Die Mauer
20 Jahre nach ihrem Fall wird das menschenverachtende Bauwerk noch einmal rundum besichtigt
Zwei Bücher, ein Titel: "Die Mauer". Zwei Autoren, eine Ansicht? Jein! Weitgehend einig sind sich Edgar Wolfrum und Frederick Taylor, dass Walter Ulbricht und nicht Nikita Chruschtschow eine Mauer hochziehen wollte. Und dass die Westalliierten sie aus Furcht vor einem Atomkrieg nicht einzureißen bereit waren, liegt für sie ebenso auf der Hand wie die Ursachen, die im November 1989 zu ihrer Öffnung geführt haben. Fachlich gesehen liefern die beiden Mauer-Monografien also kaum neue Erkenntnisse. Dafür haben der deutsche und der britische Historiker ganz unterschiedliche Ansichten, wie die bekannten Fakten und Argumente für den Leser vermittelt werden sollen. Zeichnet Taylor ein detailverliebtes Bild von den Entscheidungsprozessen und Akteuren, ist Edgar Wolfrum stärker an klaren Konturen und Thesen interessiert. Wo Taylor auf eine szenische Erzählweise und markige Worte setzt, ist Wolfrum ein Freund der prägnanten Analyse und eleganter Formulierungen. Lesenswert sind beide Bücher.
Taylor hat für ein Publikum geschrieben, das weder mit der Geschichte Deutschlands noch mit der Geschichte der Mauer vertraut ist. Dementsprechend weit holt der Brite aus. Er lässt Berlins Vergangenheit von der mittelalterlichen Stadtgründung bis zur Besatzungszeit genauso ausführlich Revue passieren wie die unmittelbare Vorgeschichte des Mauerbaus. Auf die von Ulbricht bei den Warschauer Pakt-Staaten durchgepeitschte und von Erich Honecker organisierte "Aktion Rose", die Vorbereitung und den Verlauf der Nacht-und-Nebel-Aktion des Mauerbaus, kommt er erst nach knapp 200 Seiten zu sprechen. Die nächsten 200 Seiten verweilt er dann bei den unmittelbaren Ereignissen rund um den 13. August, den lautstarken Reaktionen der Westberliner und dem stillen Protest der Ostberliner.

:: SCHRIFTLICHE AUFGABE ::
Führen Sie die obige Besprechung der beiden Bücher über die Berliner Mauer im Anschluss an ihren letzten Satz weiter.

:: BEREITGESTELLTE ANGABEN ::
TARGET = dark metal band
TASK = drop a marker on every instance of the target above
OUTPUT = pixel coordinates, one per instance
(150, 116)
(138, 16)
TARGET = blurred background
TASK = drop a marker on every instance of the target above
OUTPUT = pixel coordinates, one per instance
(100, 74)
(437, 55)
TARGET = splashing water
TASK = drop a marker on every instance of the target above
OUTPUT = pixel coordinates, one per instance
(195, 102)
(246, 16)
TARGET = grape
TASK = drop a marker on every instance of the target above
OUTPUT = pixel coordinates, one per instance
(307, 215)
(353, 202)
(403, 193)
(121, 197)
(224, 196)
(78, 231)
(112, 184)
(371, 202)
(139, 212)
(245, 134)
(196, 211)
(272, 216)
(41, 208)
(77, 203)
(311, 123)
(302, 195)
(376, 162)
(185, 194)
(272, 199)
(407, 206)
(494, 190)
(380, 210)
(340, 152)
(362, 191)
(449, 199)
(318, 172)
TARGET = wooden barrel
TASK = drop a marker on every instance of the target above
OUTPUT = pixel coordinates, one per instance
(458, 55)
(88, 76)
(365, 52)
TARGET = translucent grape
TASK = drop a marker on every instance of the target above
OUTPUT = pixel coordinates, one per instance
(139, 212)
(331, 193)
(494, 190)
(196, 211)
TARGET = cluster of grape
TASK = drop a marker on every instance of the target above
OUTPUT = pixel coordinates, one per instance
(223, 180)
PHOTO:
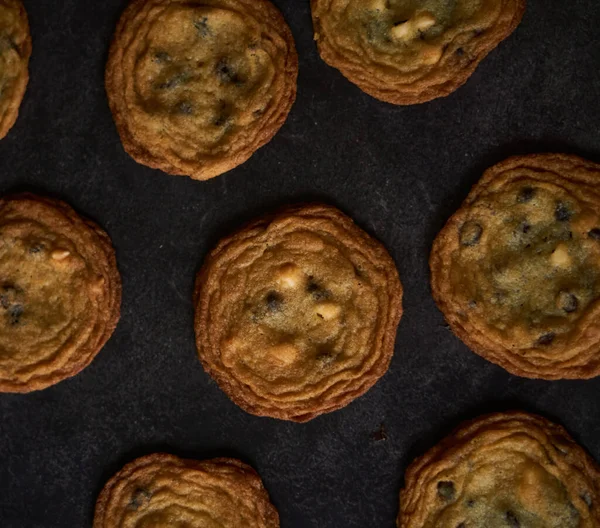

:: ERGEBNIS ::
Den ernsten Verstimmungen zwischen dem erzürnten Berliner Oberbürgermeister Willy Brandt und dem nüchternen agierenden US-Präsidenten John F. Kennedy schenkt Taylor indes besondere Aufmerksamkeit und lotet den Handlungsspielraum der beiden präzise aus. Er zeigt Verständnis für die Interessen- und Zwangslagen beider Seiten und macht verständlich, weshalb dem militärischen Protest ein diplomatischer allemal vorzuziehen war. Auf einen atomaren Schlagabtausch wollten es weder die USA noch die Sowjetunion ankommen lassen und hielten ihre Verbündeten an der kurzen Leine. Weder Brandt noch Ulbricht vermochten sich mit ihren radikalen Forderungen nach mehr Konfrontation durchzusetzen. Wieso der Westen keine ökonomischen Sanktionen ergriffen hat, um die Sowjetunion und ihre Satellitenstaaten unter Druck zu setzen, wird nicht weiter untersucht. Schließlich pflegte die DDR intensive Handelsbeziehungen zum Westen und lebte zu einem Gutteil vom Import-Export-Geschäft mit dem kapitalistischen Ausland.
Sicher wollte man die ohnehin schon angespannte Lage so rasch wie möglich entspannen und der ostdeutschen Bevölkerung weitere Zumutungen ersparen. In erstaunlich kurzer Zeit fanden sich die Regierungen dann auch mit dem Status quo ab - auch wenn es immer wieder zu Drohgebärden kam, wie etwa am Checkpoint Charlie, als wegen eines diplomatischen Zwischenfalls amerikanische und sowjetische Panzer aufeinander zielten. Im Grunde waren die "Schutzmächte" nach der Berlin-Blockade 1948/49, der Berlin-Krise 1958/59 und den anhaltenden Massenfluchten froh, dass sich der zentrale Krisenherd im Ost-West-Konflikt mit dem Mauerbau abgekühlt hatte.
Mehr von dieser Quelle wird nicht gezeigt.